* [Short exercise]: Please show every line in the data below that contains the word "white", copying each line in full.

··· Provided material ···

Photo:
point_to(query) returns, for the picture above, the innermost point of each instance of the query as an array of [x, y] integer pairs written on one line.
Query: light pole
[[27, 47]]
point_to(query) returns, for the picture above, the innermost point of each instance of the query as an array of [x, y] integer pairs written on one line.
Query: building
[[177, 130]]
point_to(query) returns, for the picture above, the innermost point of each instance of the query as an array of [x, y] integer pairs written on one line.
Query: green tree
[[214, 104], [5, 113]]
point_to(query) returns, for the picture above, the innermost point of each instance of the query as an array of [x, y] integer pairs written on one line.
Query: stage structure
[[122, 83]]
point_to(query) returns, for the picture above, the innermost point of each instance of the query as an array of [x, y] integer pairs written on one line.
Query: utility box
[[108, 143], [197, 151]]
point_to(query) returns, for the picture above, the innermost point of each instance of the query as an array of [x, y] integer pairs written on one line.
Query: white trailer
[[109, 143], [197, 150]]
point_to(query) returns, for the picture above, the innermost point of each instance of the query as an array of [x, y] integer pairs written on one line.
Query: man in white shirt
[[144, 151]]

···
··· Provided material ···

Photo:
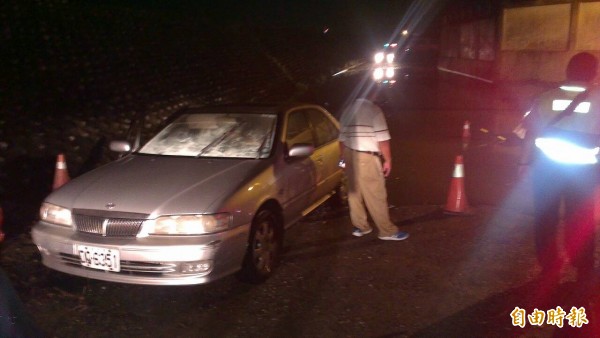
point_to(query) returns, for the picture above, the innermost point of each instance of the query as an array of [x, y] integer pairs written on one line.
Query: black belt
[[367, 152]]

···

* [Expected answer]:
Query: white trailer
Query: man in white shirt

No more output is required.